Source records:
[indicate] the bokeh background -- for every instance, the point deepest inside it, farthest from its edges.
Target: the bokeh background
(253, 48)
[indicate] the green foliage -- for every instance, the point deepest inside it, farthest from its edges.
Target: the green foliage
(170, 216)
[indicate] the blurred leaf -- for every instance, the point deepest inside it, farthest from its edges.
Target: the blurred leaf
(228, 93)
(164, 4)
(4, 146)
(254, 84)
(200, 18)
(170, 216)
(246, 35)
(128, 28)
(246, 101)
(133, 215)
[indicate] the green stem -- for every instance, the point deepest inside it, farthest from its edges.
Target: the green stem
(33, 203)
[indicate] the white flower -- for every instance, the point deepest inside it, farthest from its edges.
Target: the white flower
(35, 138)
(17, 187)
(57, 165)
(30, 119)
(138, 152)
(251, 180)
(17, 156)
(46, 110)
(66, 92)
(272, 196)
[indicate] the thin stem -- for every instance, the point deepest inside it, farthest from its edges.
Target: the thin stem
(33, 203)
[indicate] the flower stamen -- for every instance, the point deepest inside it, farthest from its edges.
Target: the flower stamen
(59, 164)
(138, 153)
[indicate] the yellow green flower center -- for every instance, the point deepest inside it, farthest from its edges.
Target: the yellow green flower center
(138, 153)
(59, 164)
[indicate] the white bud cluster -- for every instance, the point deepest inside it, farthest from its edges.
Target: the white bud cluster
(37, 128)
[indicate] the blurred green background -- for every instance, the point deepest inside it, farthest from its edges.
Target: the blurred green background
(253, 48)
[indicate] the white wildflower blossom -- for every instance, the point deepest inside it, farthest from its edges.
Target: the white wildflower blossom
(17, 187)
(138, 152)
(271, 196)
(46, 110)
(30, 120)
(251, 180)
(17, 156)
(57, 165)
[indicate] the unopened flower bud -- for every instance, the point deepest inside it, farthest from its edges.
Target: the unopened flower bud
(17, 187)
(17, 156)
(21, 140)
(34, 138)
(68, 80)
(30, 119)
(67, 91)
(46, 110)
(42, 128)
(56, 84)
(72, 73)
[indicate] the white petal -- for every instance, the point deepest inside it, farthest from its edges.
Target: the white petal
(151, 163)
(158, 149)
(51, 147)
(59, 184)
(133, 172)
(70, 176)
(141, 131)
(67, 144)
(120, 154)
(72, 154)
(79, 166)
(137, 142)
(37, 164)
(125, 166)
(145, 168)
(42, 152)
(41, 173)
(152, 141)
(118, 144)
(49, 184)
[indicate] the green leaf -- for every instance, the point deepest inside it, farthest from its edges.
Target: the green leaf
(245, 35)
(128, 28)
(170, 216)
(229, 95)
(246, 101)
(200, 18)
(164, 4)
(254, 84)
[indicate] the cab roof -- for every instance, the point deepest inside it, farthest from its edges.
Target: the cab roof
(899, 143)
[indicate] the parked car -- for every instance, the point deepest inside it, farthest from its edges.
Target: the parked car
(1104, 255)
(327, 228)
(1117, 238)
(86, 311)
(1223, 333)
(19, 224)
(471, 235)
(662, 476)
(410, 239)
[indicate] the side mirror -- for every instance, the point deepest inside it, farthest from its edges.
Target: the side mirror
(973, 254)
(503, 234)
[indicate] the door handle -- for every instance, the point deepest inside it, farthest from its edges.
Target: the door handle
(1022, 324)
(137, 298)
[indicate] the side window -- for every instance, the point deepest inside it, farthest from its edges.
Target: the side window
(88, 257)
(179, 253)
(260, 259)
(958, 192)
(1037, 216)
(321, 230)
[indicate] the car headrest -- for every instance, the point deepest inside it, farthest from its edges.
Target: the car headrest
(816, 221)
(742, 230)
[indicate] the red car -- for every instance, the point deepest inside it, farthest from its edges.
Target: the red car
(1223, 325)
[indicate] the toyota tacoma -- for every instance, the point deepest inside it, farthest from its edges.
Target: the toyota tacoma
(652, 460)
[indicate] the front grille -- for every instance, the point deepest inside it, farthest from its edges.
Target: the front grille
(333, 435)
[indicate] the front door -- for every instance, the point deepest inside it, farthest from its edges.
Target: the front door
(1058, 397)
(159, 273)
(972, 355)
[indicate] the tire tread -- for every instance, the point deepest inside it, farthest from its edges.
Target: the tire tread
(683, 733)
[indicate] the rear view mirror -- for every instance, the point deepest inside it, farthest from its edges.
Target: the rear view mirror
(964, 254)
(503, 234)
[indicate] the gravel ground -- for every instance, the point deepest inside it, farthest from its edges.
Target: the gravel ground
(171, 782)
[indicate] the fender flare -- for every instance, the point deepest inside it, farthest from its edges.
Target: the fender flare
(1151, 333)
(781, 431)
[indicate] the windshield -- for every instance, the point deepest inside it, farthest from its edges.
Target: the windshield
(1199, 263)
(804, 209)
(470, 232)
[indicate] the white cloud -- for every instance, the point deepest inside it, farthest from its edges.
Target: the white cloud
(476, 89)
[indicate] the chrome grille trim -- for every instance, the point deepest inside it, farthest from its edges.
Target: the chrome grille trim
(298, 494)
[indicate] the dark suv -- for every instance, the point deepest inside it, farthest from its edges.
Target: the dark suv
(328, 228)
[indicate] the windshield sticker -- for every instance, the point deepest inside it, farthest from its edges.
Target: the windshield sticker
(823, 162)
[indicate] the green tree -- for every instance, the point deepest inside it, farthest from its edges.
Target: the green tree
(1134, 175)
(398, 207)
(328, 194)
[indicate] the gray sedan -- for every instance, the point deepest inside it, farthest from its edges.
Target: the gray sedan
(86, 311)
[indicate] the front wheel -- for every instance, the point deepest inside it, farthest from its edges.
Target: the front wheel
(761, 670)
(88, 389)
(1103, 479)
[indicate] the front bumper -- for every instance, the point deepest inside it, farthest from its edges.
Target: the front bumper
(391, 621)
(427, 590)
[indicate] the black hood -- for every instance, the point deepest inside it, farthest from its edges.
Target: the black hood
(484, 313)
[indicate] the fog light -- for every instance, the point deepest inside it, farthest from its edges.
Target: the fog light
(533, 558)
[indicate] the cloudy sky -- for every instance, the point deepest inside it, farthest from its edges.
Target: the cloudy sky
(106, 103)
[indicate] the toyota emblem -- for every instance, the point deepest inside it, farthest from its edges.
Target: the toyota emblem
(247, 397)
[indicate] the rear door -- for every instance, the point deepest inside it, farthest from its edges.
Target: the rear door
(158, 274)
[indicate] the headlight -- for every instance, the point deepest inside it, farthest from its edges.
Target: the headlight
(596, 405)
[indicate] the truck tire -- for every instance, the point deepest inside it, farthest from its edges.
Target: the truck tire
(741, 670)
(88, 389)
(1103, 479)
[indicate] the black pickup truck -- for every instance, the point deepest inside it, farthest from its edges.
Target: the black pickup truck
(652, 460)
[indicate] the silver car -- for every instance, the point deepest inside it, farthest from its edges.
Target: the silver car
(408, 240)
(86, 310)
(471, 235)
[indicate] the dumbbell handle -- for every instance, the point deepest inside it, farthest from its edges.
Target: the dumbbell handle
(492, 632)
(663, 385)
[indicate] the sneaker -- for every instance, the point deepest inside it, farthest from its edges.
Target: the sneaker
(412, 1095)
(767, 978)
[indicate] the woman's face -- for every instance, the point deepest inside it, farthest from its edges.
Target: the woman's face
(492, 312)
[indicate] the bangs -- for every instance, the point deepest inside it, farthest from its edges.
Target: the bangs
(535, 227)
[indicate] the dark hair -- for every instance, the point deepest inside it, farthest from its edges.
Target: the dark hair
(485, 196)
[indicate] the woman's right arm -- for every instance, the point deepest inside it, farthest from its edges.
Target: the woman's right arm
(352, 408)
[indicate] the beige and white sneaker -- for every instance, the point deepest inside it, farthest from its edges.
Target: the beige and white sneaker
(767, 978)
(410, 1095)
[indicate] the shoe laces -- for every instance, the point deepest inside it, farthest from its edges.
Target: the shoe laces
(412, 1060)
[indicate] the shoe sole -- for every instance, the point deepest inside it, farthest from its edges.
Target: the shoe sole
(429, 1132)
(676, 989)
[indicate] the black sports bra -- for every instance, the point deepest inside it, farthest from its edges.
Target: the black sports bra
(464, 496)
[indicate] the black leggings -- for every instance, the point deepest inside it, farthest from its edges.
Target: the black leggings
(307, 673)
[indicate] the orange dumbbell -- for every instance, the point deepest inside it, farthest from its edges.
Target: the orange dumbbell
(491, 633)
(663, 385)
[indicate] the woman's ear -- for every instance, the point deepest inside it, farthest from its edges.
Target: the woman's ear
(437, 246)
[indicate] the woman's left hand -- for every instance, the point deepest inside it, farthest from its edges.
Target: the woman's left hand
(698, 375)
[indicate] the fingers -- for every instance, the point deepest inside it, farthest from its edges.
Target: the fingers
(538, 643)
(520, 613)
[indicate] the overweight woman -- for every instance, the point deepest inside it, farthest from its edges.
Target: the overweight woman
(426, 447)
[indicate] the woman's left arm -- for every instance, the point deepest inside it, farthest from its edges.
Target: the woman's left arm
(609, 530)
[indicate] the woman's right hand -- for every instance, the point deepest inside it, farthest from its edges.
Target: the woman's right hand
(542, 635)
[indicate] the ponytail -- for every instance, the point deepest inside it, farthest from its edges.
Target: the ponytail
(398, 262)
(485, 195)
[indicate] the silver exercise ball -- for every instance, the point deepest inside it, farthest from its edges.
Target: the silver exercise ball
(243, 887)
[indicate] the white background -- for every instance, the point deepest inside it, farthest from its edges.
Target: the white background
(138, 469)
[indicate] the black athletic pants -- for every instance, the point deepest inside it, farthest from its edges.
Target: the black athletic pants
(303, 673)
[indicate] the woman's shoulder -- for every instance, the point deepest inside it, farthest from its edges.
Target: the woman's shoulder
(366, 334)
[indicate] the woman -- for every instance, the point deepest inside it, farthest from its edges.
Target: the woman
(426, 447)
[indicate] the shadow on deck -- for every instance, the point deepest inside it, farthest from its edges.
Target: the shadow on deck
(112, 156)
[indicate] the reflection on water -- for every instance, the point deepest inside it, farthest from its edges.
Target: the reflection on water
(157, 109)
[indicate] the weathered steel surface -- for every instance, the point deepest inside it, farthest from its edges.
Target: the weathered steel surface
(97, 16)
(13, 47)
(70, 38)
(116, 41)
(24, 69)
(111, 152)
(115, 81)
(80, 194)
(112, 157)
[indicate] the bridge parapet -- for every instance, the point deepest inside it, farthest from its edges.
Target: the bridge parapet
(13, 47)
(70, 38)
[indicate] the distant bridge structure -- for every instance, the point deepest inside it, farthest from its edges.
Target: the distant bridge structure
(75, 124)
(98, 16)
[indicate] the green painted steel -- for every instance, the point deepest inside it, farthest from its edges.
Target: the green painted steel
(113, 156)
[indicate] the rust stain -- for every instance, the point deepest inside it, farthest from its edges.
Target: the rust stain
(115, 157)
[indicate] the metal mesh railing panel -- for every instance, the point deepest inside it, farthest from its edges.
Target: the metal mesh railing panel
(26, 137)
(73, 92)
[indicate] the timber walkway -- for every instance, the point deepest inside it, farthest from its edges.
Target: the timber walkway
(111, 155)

**AIM OF THE EXERCISE:**
Each line from the beginning of the entries to the line with "[indicate] the blurred leaf" must be repeated exactly, with both end lines kept and no other lines given.

**PROBLEM SOLUTION:**
[indicate] the bokeh background -- for every instance, the point deepest inside it, farthest from its edges.
Target: the bokeh background
(253, 48)
[indicate] the green foliage -- for every instance, the point deepest inside it, farthest from its edges.
Target: the green foliage
(170, 216)
[indicate] the blurred leaf -- for every instance, the point deepest inside it, farthest from its edges.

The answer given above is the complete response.